* _EXTRACTED MATERIAL_
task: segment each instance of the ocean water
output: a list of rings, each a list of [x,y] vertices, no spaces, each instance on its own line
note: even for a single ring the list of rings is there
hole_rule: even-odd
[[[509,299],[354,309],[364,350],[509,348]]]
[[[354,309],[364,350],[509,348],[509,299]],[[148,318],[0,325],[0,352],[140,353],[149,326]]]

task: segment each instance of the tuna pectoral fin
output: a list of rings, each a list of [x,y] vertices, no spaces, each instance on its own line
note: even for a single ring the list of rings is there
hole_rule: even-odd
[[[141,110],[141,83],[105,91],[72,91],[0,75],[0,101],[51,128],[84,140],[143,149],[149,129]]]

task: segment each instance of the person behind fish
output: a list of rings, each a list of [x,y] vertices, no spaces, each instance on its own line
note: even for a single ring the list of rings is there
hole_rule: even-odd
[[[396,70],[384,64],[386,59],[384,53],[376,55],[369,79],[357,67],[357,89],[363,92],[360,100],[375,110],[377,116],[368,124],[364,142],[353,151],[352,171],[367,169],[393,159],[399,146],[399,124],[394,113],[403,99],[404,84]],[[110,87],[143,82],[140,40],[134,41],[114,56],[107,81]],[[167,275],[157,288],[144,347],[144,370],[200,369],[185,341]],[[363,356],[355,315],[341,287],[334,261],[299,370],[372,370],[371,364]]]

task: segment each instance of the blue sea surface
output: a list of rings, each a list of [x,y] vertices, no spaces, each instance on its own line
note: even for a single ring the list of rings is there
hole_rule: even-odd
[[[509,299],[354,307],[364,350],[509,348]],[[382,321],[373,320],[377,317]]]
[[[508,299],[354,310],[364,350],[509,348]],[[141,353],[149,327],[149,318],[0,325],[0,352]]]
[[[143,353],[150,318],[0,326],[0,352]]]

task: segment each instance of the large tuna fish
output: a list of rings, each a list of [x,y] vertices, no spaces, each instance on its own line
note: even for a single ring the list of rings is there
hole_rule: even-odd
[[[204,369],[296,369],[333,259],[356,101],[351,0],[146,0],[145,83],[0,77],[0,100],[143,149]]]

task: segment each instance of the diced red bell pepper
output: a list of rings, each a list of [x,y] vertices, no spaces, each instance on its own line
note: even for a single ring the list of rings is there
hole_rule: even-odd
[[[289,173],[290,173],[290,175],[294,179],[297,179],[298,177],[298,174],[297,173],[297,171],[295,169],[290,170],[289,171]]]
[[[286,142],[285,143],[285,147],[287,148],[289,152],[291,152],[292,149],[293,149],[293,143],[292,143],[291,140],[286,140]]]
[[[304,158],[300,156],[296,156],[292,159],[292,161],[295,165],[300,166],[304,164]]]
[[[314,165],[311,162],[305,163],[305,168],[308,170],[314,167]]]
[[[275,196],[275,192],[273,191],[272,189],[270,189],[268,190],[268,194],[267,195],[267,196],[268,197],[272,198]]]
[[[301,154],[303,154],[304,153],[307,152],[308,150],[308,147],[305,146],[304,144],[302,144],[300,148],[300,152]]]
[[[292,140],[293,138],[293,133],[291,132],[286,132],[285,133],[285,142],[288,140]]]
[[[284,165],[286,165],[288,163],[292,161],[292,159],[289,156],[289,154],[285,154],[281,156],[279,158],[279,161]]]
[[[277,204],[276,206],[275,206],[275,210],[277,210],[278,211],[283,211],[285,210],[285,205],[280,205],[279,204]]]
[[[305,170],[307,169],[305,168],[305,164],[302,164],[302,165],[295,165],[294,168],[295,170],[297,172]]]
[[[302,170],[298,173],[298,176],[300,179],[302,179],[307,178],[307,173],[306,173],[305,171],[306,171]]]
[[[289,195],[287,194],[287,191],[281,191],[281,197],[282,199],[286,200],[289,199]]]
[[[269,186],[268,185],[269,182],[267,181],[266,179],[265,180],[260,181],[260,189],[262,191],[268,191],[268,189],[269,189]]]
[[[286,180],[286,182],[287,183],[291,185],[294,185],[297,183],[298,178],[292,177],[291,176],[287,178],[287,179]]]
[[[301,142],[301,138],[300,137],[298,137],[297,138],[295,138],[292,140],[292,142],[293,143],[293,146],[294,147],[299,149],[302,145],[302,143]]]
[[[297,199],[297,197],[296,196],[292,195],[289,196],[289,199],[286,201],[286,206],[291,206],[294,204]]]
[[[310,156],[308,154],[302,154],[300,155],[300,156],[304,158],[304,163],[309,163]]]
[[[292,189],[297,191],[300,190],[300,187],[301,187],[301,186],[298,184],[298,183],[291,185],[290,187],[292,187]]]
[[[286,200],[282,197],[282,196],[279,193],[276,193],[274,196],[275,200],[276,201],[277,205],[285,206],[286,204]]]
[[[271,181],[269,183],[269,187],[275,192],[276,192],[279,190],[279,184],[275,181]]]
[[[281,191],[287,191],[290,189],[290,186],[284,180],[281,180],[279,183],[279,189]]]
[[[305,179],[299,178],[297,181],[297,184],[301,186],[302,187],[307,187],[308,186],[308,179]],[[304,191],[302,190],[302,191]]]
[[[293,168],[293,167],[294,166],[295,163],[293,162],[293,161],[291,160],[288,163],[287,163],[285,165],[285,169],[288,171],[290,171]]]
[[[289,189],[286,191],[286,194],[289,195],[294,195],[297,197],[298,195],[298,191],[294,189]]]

* _WHAT YOU WILL DO_
Could you reproduce every line of all the entries above, word for word and character for character, with nothing added or left out?

* _RESULT OF THIS EXERCISE_
task: segment each instance of the ocean water
output: a list of rings, each a list of [x,y] vertices, no spaces, each instance on its own line
note: even for a single ring the list of rings is there
hole_rule: even-odd
[[[509,299],[354,309],[364,350],[509,348]]]
[[[354,309],[364,350],[509,348],[509,299]],[[148,318],[0,325],[0,352],[140,353],[149,326]]]

task: segment each instance of the tuna pectoral fin
output: a list of rings, each a list of [x,y] vertices, no spaces, each instance on its own line
note: even for a single ring the list of rings is there
hole_rule: even-odd
[[[141,110],[141,83],[105,91],[72,91],[0,75],[0,101],[51,128],[84,140],[143,149],[149,129]]]

task: segment each instance of the person behind fish
output: a list of rings, each a list of [x,y] vertices, no spaces, each instance on its own line
note: even for a single ring the list of rings is there
hole_rule: even-odd
[[[396,70],[384,64],[386,59],[384,53],[376,55],[369,79],[357,67],[357,89],[363,92],[360,100],[375,110],[377,116],[368,124],[364,142],[353,151],[352,171],[367,169],[393,159],[399,146],[399,124],[394,113],[403,99],[404,84]],[[110,87],[143,82],[140,40],[134,41],[114,56],[107,81]],[[167,275],[157,288],[144,347],[144,370],[200,369],[185,341]],[[363,356],[355,315],[341,287],[334,261],[299,370],[372,370],[371,364]]]

task: segment each instance of the blue sea surface
output: a list of rings, each a list of [x,y] vertices, no spaces, each instance on its own line
note: even for a single ring the list of rings is there
hole_rule: even-odd
[[[509,299],[354,307],[364,350],[509,348]],[[382,321],[373,320],[377,317]]]
[[[508,299],[354,310],[364,350],[509,348]],[[141,353],[149,327],[149,318],[0,325],[0,352]]]
[[[143,353],[150,318],[0,326],[0,352]]]

task: segment each instance of the large tuna fish
output: a list of rings, each a list of [x,y] vertices, no spaces, each instance on its own line
note: even for a single ring the list of rings is there
hole_rule: even-odd
[[[204,369],[296,369],[333,259],[356,101],[351,0],[146,0],[145,83],[0,77],[0,100],[143,149]]]

task: segment each instance of the diced red bell pepper
output: a list of rings, each a list of [x,y] vertices, no spaces, each instance on its own line
note: even for a single ring the list of rings is there
hole_rule: even-odd
[[[289,173],[290,173],[290,175],[294,179],[297,179],[298,177],[298,174],[297,173],[297,171],[295,169],[290,170],[289,171]]]
[[[286,142],[285,143],[285,147],[287,148],[289,152],[291,152],[292,149],[293,149],[293,143],[292,143],[291,140],[286,140]]]
[[[304,158],[300,156],[296,156],[292,159],[292,161],[295,165],[300,166],[304,164]]]
[[[314,165],[311,162],[305,163],[305,168],[308,170],[314,167]]]
[[[275,196],[275,192],[273,191],[272,189],[270,189],[268,190],[268,194],[267,195],[267,196],[268,197],[272,198]]]
[[[301,154],[303,154],[304,153],[307,152],[308,150],[308,147],[305,146],[304,144],[302,144],[300,148],[300,152]]]
[[[292,140],[293,138],[293,133],[291,132],[286,132],[285,133],[285,142],[288,140]]]
[[[284,165],[286,165],[288,163],[292,161],[292,159],[289,156],[289,154],[285,154],[281,156],[279,158],[279,161]]]
[[[277,204],[276,206],[275,206],[275,210],[277,210],[278,211],[283,211],[285,210],[285,205],[280,205],[279,204]]]
[[[305,170],[307,169],[305,168],[305,164],[302,164],[302,165],[295,165],[294,168],[295,170],[297,172]]]
[[[302,170],[298,173],[298,176],[300,179],[302,179],[307,178],[307,173],[306,173],[305,171],[306,171]]]
[[[289,195],[287,194],[287,191],[281,191],[281,197],[282,199],[286,200],[289,199]]]
[[[269,186],[268,185],[269,182],[267,181],[266,179],[265,180],[260,181],[260,189],[262,191],[268,191],[268,189],[269,189]]]
[[[286,180],[286,182],[287,183],[291,185],[294,185],[297,183],[298,178],[292,177],[291,176],[287,178],[287,179]]]
[[[301,142],[301,138],[300,137],[298,137],[297,138],[295,138],[292,140],[292,142],[293,143],[293,146],[294,147],[299,149],[302,145],[302,143]]]
[[[297,199],[297,197],[296,196],[292,195],[289,196],[289,199],[286,201],[286,206],[291,206],[294,204]]]
[[[310,156],[308,154],[302,154],[300,155],[300,156],[304,158],[304,163],[309,163]]]
[[[292,189],[297,191],[300,190],[300,187],[301,187],[301,186],[298,184],[298,183],[291,185],[290,187],[292,187]]]
[[[286,200],[282,197],[282,196],[279,193],[276,193],[274,196],[275,200],[276,201],[277,205],[285,206],[286,204]]]
[[[271,181],[269,183],[269,187],[275,192],[276,192],[279,190],[279,184],[275,181]]]
[[[281,191],[287,191],[290,189],[290,186],[284,180],[281,180],[279,183],[279,189]]]
[[[305,179],[299,178],[297,181],[297,184],[301,186],[302,187],[307,187],[308,186],[308,179]],[[304,191],[302,190],[302,191]]]
[[[293,168],[293,167],[294,166],[295,163],[293,162],[293,161],[291,160],[288,163],[287,163],[285,165],[285,169],[288,171],[290,171]]]
[[[289,189],[286,191],[286,194],[289,195],[294,195],[297,197],[298,195],[298,191],[294,189]]]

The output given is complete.